» **Written request 1**
In the thread on write() performance in file-based IO, duplicate everything from "https://issues.apache.org/jira/browse/BEAM-5036" down to "consider the implications.".
» **Written request 2**
In the thread on write() performance in file-based IO, what Java API call performs a rename in HDFS?

» **Excerpt provided**
Re: [DISCUSS] Performance of write() in file based IO

Jozef Vilcek Thu, 23 Aug 2018 02:56:09 -0700

Just for reference, there is a JIRA open for
FileBasedSink.moveToOutputFiles()  and filesystem move behavior


https://issues.apache.org/jira/browse/BEAM-5036


On Wed, Aug 22, 2018 at 9:15 PM Tim Robertson <timrobertson...@gmail.com>
wrote:

> Reuven, I think you might be on to something
>
> The Beam HadoopFileSystem copy() does indeed stream through the driver
> [1], and the FileBasedSink.moveToOutputFiles() seemingly uses that method
> [2].
> I'll cobble together a patched version to test using a rename() rather
> than a copy() and report back findings before we consider the implications.
>
> Thanks
>
> [1]
> https://github.com/apache/beam/blob/master/sdks/java/io/hadoop-file-system/src/main/java/org/apache/beam/sdk/io/hdfs/HadoopFileSystem.java#L124
> [2]
> https://github.com/apache/beam/blob/master/sdks/java/core/src/main/java/org/apache/beam/sdk/io/FileSystems.java#L288
>
> On Wed, Aug 22, 2018 at 8:52 PM Tim Robertson <timrobertson...@gmail.com>
> wrote:
>
>> > Does HDFS support a fast rename operation?
>>
>> Yes. From the shell it is “mv” and in the Java API it is “rename(Path
>> src, Path dst)”.
>> I am not aware of a fast copy though. I think an HDFS copy streams the
>> bytes through the driver (unless a distcp is issued which is a MR job).

» **Recorded information**
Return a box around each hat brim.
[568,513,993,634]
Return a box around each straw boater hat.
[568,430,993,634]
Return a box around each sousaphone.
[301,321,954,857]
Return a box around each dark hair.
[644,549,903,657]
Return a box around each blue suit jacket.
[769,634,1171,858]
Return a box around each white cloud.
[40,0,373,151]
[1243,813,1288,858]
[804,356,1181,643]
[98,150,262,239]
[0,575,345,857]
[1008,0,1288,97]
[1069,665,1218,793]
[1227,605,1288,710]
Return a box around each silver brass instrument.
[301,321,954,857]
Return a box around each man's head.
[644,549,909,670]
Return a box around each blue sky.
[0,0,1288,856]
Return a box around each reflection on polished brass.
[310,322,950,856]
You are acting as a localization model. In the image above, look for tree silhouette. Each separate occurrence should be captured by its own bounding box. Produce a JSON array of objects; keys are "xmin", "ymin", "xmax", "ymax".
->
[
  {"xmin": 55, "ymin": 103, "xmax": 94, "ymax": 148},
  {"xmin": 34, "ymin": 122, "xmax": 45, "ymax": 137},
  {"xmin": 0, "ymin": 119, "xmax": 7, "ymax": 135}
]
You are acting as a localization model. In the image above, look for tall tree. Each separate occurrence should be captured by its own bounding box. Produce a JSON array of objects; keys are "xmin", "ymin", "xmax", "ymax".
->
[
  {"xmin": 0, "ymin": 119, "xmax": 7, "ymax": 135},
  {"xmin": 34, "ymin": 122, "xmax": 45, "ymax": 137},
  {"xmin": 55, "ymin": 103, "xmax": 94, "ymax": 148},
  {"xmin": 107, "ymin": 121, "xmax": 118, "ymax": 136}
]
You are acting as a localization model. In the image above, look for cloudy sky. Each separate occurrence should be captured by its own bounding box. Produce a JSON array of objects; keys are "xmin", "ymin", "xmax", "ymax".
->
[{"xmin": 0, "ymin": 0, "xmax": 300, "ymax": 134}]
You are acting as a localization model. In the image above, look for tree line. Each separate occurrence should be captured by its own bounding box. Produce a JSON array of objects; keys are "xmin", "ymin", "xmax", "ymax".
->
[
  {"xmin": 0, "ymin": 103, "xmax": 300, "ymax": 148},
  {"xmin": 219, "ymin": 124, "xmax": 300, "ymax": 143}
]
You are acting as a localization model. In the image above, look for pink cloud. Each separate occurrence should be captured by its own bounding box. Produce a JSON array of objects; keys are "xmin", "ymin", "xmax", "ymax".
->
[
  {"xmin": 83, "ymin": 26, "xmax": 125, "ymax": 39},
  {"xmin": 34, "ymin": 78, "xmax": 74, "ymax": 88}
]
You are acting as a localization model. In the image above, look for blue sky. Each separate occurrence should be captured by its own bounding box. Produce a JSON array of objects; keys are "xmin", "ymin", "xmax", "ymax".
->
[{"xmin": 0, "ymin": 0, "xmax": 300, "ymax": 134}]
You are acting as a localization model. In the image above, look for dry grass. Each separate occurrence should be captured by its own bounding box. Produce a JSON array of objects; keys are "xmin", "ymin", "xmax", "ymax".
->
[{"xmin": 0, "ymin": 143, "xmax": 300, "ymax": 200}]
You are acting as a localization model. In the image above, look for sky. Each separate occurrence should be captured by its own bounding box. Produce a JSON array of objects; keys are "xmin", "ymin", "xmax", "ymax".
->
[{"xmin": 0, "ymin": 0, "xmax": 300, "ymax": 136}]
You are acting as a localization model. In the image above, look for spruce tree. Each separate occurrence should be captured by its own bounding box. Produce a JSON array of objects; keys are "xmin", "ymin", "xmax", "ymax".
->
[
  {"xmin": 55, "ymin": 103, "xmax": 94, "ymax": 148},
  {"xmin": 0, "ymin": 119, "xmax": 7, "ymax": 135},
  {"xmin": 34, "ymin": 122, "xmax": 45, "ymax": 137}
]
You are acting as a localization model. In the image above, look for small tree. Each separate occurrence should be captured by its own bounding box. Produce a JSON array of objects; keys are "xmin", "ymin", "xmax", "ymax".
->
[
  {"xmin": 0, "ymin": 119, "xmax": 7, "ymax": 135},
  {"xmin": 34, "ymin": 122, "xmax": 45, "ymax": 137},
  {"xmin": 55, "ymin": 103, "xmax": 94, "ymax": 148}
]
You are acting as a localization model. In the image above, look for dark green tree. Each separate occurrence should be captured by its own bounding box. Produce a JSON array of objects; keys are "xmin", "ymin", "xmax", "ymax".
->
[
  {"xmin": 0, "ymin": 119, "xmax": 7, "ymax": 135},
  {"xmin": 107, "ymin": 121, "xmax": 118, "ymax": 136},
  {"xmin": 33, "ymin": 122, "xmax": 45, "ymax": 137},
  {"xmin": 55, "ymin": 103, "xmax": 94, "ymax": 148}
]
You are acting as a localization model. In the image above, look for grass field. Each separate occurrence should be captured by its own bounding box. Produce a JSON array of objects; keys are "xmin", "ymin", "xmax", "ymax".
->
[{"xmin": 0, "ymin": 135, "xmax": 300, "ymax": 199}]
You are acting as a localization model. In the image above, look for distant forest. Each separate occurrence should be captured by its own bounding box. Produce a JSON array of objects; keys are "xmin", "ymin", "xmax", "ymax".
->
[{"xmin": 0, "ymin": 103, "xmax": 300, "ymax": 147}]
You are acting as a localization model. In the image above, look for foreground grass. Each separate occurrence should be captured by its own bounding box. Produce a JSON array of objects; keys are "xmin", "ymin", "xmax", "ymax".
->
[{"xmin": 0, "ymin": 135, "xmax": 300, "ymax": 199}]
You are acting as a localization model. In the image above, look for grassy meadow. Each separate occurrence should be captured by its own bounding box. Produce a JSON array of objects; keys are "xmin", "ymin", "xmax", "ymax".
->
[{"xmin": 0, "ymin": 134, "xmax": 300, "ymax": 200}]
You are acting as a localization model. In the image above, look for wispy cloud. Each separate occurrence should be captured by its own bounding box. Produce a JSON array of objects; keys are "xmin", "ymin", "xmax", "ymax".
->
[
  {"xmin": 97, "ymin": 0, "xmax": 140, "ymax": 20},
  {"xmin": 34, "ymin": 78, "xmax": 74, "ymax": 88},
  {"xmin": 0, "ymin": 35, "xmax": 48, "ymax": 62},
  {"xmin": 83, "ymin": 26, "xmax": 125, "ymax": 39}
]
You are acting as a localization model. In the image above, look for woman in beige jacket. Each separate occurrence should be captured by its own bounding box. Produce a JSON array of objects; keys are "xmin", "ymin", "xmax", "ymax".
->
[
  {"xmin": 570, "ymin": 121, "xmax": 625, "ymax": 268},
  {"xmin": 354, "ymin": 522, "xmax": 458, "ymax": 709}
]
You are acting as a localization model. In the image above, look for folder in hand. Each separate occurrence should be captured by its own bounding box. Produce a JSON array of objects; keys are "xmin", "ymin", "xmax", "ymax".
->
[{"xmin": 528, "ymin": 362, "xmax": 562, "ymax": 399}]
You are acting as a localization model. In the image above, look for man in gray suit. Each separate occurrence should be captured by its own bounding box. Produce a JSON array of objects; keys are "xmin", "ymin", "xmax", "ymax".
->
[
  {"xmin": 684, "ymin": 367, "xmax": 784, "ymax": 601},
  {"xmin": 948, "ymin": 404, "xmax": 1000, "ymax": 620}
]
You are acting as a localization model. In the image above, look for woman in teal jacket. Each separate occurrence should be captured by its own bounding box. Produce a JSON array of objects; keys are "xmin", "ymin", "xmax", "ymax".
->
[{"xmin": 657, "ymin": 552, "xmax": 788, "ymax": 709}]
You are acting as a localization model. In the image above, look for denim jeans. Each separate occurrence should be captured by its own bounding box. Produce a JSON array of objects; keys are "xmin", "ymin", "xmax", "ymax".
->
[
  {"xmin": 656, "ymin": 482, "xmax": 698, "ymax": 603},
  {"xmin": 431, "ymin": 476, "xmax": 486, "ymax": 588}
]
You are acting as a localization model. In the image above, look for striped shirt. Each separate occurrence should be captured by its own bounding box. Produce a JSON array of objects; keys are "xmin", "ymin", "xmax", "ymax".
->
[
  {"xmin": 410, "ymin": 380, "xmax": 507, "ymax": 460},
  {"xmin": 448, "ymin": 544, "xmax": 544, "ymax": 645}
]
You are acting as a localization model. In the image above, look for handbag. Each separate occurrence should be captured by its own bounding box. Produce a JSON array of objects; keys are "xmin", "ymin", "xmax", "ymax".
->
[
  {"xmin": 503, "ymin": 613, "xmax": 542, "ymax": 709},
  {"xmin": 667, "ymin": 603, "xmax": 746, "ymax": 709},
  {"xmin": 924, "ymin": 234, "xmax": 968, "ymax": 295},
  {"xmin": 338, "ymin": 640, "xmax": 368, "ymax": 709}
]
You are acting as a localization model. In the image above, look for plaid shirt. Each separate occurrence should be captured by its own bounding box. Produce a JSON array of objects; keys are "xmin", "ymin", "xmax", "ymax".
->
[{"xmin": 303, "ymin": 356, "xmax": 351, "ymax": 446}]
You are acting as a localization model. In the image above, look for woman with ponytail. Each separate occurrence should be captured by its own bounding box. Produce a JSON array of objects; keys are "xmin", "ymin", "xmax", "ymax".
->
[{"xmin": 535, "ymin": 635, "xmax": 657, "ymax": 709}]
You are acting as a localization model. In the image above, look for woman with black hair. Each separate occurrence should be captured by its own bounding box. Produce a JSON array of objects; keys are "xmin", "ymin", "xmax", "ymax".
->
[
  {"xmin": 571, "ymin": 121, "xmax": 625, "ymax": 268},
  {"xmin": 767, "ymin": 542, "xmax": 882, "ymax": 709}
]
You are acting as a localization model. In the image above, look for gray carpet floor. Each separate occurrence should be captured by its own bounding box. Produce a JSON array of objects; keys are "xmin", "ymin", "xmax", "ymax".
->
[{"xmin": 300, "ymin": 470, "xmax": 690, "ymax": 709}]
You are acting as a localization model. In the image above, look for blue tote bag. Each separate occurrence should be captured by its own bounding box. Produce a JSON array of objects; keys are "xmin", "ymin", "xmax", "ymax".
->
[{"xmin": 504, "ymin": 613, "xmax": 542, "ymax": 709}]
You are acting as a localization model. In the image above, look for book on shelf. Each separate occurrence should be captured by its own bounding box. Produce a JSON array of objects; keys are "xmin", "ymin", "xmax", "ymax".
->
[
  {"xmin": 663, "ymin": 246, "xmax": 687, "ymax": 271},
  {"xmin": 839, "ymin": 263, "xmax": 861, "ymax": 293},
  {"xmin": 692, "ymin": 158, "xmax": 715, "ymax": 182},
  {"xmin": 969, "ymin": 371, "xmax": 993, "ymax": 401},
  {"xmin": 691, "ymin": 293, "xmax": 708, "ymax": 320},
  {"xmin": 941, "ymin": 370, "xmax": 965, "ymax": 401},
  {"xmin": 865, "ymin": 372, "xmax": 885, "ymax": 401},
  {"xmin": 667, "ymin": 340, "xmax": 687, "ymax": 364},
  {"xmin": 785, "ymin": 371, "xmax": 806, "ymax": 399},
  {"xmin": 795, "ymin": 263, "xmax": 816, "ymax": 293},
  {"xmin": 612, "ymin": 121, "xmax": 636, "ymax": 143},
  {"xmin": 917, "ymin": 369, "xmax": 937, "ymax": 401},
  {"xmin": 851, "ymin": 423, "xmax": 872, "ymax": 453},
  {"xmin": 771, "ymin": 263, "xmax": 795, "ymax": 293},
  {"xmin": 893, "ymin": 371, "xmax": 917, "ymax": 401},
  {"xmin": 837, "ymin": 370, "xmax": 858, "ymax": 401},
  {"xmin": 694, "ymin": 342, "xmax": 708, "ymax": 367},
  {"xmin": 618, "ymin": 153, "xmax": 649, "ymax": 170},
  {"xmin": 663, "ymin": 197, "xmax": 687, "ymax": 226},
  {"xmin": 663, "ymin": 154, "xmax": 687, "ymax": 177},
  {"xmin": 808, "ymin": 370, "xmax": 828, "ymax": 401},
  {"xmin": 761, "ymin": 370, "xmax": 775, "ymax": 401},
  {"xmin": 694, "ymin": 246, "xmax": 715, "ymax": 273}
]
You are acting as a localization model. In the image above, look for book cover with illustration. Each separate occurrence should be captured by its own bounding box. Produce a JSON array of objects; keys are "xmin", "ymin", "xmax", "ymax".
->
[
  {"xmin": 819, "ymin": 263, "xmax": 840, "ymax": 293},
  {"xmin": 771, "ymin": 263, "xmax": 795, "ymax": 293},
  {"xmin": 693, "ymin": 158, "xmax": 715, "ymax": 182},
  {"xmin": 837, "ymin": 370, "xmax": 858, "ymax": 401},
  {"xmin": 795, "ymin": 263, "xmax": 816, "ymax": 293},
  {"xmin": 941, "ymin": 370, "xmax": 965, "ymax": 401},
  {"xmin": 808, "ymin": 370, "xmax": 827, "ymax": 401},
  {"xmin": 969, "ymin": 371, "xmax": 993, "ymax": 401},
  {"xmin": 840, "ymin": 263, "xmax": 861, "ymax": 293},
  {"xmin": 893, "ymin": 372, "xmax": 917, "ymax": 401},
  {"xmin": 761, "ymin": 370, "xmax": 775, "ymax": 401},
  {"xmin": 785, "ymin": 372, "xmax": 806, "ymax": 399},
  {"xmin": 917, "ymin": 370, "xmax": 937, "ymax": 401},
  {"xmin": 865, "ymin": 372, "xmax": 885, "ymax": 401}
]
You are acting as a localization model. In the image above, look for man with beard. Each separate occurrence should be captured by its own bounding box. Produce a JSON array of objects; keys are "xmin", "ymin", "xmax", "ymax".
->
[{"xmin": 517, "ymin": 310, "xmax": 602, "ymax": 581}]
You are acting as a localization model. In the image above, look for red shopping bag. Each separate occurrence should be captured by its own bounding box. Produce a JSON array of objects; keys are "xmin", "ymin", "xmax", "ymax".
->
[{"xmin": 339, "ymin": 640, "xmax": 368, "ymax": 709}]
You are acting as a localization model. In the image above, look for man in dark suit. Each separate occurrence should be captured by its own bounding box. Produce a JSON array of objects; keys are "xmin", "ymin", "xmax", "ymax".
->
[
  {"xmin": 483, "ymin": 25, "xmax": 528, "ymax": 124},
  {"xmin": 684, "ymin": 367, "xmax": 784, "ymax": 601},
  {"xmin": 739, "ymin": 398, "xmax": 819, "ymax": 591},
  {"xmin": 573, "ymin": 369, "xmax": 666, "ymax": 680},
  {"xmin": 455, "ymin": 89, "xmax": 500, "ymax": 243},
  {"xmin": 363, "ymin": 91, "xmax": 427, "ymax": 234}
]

» **Correct answer 1**
https://issues.apache.org/jira/browse/BEAM-5036


On Wed, Aug 22, 2018 at 9:15 PM Tim Robertson <timrobertson...@gmail.com>
wrote:

> Reuven, I think you might be on to something
>
> The Beam HadoopFileSystem copy() does indeed stream through the driver
> [1], and the FileBasedSink.moveToOutputFiles() seemingly uses that method
> [2].
> I'll cobble together a patched version to test using a rename() rather
> than a copy() and report back findings before we consider the implications.

» **Correct answer 2**
rename(Path src, Path dst)